▶ _Task prompt_:
Reproduce the listing below in full, substituting "shelf audit tool" for each occurrence of "planogram checker" and leaving every other word unchanged.
## START Source material
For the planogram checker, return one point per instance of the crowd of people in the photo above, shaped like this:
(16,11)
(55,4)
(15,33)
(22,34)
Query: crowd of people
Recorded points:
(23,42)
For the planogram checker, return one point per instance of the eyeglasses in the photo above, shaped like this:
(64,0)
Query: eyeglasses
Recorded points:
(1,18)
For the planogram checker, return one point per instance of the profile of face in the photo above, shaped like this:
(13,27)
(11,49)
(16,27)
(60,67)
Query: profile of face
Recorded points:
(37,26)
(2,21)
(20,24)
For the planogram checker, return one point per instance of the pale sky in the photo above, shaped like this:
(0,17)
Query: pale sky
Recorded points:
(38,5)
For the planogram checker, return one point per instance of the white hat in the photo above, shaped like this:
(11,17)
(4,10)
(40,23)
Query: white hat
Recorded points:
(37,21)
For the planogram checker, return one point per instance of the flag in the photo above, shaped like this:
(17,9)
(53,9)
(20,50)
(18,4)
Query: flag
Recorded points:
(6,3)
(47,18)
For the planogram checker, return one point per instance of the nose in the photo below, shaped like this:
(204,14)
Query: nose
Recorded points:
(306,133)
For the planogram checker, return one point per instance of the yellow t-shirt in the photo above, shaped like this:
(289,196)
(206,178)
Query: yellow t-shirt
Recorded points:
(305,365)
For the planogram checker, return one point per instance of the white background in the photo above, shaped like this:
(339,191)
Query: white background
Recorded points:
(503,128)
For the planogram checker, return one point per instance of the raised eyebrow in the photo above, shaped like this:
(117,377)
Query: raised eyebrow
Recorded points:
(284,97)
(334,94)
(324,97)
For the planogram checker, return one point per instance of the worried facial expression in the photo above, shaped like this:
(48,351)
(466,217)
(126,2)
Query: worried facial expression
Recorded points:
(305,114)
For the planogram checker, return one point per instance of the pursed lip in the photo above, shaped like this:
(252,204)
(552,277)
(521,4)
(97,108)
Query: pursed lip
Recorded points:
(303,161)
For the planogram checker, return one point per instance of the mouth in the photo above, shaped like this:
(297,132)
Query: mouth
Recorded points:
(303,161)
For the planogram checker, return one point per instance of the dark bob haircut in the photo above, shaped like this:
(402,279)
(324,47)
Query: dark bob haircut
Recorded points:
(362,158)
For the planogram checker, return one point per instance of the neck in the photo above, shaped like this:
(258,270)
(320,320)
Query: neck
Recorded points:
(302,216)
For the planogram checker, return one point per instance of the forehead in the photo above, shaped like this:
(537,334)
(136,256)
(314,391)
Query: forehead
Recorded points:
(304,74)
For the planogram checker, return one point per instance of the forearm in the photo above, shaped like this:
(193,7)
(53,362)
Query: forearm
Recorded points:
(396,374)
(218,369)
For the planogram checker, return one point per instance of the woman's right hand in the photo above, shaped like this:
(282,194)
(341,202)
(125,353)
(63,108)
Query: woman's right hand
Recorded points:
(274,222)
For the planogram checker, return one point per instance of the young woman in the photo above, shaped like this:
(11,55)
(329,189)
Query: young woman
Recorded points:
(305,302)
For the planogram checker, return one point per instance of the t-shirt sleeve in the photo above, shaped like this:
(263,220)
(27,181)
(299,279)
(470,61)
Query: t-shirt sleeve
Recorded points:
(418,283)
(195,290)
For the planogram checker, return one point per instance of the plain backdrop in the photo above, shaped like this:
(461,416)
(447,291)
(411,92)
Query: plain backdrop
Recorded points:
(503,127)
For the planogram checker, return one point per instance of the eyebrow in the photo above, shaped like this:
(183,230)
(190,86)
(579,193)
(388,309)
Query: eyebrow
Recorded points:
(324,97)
## END Source material
▶ _Solution for this problem_:
For the shelf audit tool, return one point per instance of the crowd of people in the photo above, shaped like this:
(16,11)
(55,4)
(15,33)
(22,34)
Query: crowd of people
Recorded points:
(23,42)
For the shelf audit tool, return one point per instance of the eyeglasses in the photo above, shaped like this:
(64,0)
Query: eyeglasses
Recorded points:
(1,18)
For the shelf audit tool, return one point per instance of the profile of face in the photo above, shaped like this:
(13,27)
(11,49)
(16,27)
(60,67)
Query: profile of face
Recorded points:
(37,26)
(2,21)
(20,24)
For the shelf audit tool, return one point per instance of the pale sky in the photo above, shaped like this:
(0,17)
Query: pale sky
Recorded points:
(38,5)
For the shelf audit tool, return one point per instance of the white hat in the photo above, shaped like this:
(11,17)
(4,10)
(40,23)
Query: white hat
Recorded points:
(37,21)
For the shelf audit tool, return one point per instance of the flag in the photo above, shaped like this:
(17,9)
(53,9)
(20,50)
(18,4)
Query: flag
Recorded points:
(6,3)
(47,18)
For the shelf audit tool, return one point per instance of the nose in the photo below, shaped like this:
(204,14)
Query: nose
Recorded points:
(306,133)
For the shelf audit tool, return one point per instance of the yellow t-shirt in the photo above, shaped like this:
(289,196)
(206,178)
Query: yellow t-shirt
Recorded points:
(305,365)
For the shelf audit tool, return one point per instance of the white background in the photo above, shaped like this:
(339,191)
Query: white background
Recorded points:
(503,128)
For the shelf audit tool, return one point per instance of the raised eyebrow in the photo above, shaped like this:
(117,377)
Query: raised eyebrow
Recorded points:
(284,97)
(334,94)
(324,97)
For the shelf audit tool, return one point per instance of the worried facial expression in the photo above, shaped like this:
(48,351)
(466,217)
(126,2)
Query: worried facial expression
Recorded points:
(305,114)
For the shelf audit tool, return one point per instance of the pursed lip in the photo above, shaped like this:
(252,204)
(552,277)
(521,4)
(97,108)
Query: pursed lip
Recorded points:
(303,161)
For the shelf audit tool, return one point per instance of the mouth in the photo above, shaped like this:
(297,132)
Query: mouth
Recorded points:
(303,161)
For the shelf audit tool, return one point per instance of the dark bob haircut in the photo above, shaped like this:
(402,279)
(324,47)
Query: dark bob haircut
Recorded points:
(362,158)
For the shelf audit tool, return one point per instance of the neck in the photo above, shaped like this:
(258,270)
(320,320)
Query: neck
Recorded points:
(302,216)
For the shelf audit tool, return one point per instance of the forehead in the photo above, shaped like this:
(537,334)
(136,256)
(314,391)
Query: forehead
Recorded points:
(304,74)
For the shelf audit tool, return one point per instance of the forearm in the photo above, shaped like this:
(193,7)
(53,362)
Query: forearm
Recorded points:
(396,374)
(218,369)
For the shelf audit tool, return one point per instance of the woman's right hand in the photo above, shaped like this:
(282,194)
(341,202)
(125,353)
(63,108)
Query: woman's right hand
Recorded points:
(274,222)
For the shelf audit tool, return one point per instance of the young woman in the photo above, shaped like this:
(11,55)
(329,189)
Query: young woman
Recorded points:
(305,302)
For the shelf audit tool, return one point per instance of the t-shirt sleeve in the photo above, shaped like this:
(263,220)
(27,181)
(299,279)
(470,61)
Query: t-shirt sleeve
Recorded points:
(418,283)
(195,290)
For the shelf audit tool, return one point per instance of the plain backdrop in the photo above, shaped like this:
(461,416)
(447,291)
(411,92)
Query: plain backdrop
Recorded points:
(503,127)
For the shelf audit tool, return one point per instance of the eyebrow in the photo above, shaped like this:
(183,230)
(190,86)
(579,193)
(388,309)
Query: eyebrow
Recorded points:
(324,97)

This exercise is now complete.